__Task to carry out__:
Pull out every line of text in the data below and copy it word for word. Leave the pictures out.

__Supplied data__:
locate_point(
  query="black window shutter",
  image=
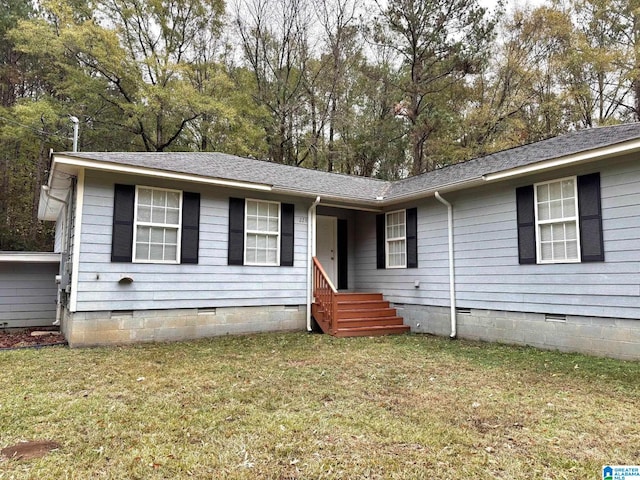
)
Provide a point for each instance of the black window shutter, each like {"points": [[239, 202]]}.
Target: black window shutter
{"points": [[526, 225], [590, 210], [287, 211], [412, 238], [236, 231], [190, 227], [380, 241], [122, 232], [343, 255]]}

__Exercise answer__:
locate_point(
  query="black window shutter",
  image=
)
Provide a point for each instance of the black window shutter, each like {"points": [[239, 202]]}.
Target: black window shutter
{"points": [[526, 225], [590, 210], [287, 211], [412, 238], [236, 231], [190, 227], [380, 241], [122, 232], [343, 255]]}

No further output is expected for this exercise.